● Requirement 1: Translate this sentence from the Grand Budapest Hotel summary into Spanish: "The scene shifts back in time and we see the author sitting at a desk."
● Requirement 2: Summarize the Grand Budapest Hotel summary in two sentences.
● Requirement 3: Carry on the Grand Budapest Hotel summary from its final sentence.

● Text shown:
The Grand Budapest Hotel

The Grand Budapest Hotel Summary and Analysis of Part 1: The Grand Budapest Hotel

Summary

A title card tells us that we are “On the farthest eastern boundary of the European continent: The former Republic of Zubrowka, once the seat of an Empire.” We see a young woman walk up to a statue of a man’s head, take a key out of her pocket, and hang it on a hook on the monument, dedicated to an author, the author of a book that the young woman is holding in her hand called The Grand Budapest Hotel. She turns over the book and looks at the author’s photo.

The scene shifts back in time and we see the author sitting at a desk. It is 1985. A light goes on and the author begins filming a monologue in which he talks about the writing process. All of a sudden he snaps at a young boy nearby, who is spraying him with a water gun. The boy runs from the room. “To him who has often told the tales of others, many tales will be told,” the author says, adding, “The incidents that follow were described to me exactly as I present them here and in a wholly unexpected way.”

● Given data:
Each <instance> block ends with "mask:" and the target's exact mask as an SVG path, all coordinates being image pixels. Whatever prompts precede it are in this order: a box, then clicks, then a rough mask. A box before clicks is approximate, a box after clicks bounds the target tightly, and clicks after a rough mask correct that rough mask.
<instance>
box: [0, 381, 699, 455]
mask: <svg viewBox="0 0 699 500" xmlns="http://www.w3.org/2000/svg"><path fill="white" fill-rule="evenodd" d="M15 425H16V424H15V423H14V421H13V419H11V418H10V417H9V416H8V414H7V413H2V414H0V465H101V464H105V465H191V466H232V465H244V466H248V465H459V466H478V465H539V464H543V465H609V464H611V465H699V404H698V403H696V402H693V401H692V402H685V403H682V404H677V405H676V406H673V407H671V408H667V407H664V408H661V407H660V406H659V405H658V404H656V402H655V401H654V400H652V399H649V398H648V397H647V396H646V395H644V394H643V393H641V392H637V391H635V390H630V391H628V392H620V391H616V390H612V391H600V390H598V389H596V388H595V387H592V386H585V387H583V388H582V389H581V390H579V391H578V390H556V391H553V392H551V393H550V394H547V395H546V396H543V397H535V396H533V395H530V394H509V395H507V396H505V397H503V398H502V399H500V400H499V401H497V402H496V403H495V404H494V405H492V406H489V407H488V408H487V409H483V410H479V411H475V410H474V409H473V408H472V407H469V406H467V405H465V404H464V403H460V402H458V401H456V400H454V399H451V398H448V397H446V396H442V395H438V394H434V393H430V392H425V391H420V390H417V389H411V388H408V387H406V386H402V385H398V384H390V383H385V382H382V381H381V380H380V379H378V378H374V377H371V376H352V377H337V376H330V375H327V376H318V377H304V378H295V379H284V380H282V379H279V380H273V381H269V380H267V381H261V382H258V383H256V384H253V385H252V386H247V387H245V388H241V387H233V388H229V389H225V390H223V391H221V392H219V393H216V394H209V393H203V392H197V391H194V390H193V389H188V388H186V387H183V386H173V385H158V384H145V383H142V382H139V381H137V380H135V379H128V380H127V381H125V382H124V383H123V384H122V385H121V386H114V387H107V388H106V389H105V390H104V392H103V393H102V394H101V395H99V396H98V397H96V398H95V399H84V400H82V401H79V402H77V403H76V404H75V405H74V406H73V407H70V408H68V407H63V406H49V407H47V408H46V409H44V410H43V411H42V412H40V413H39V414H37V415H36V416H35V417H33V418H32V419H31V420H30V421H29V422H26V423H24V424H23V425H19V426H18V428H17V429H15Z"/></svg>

● Task answer 1: La escena retrocede en el tiempo y vemos al autor sentado ante un escritorio.

● Task answer 2: A title card sets the story in the former Republic of Zubrowka, where a young woman hangs a key on a monument to the author of a book called The Grand Budapest Hotel and then looks at his photo. The scene shifts back to 1985, when the author, filming a monologue about the writing process, snaps at a boy spraying him with a water gun and says the incidents that follow were described to him exactly as he presents them.

● Task answer 3:
We see a bridge between two large mountainous peaks as the author begins to narrate his story. The story takes place in a “spa town” called Nebelsbad, at the Grand Budapest Hotel, where the author spent some time to recover from a sickness. We see the hotel, a large pink building in the middle of a snowy mountain. The author’s voice changes and we see him as a younger man walking through the Grand Budapest Hotel in the warmer off-season. He describes the hotel as being populated almost entirely by quiet and solitary people at this time in the season. “Perhaps as a result of this general silence, I’d established a casual and bantering familiarity with the hotel’s concierge, a West-continental known only as Monsieur Jean, who struck one as being at once both lazy and really quite accommodating."

Monsieur Jean and the author stand at the concierge desk one evening, when suddenly the author notices an elderly gentlemen “with an exceptionally lively, intelligent face” in the lobby. What distinguished this older gentleman from the rest of the people, the author tells us, was not only that he was alone, but that he seemed lonely. The author asks Jean who the older man is, and Jean tells him that it’s Mr. Zero Moustafa, once the richest man in Zubrowka, and the owner of the hotel. Jean tells the author that Moustafa comes and stays at the hotel every once in a while. “I’ll tell you a secret: he takes only a single bed sleeping room without a bath in a rear corner of the top floor, and it’s smaller than the service elevator,” Jean whispers to the author.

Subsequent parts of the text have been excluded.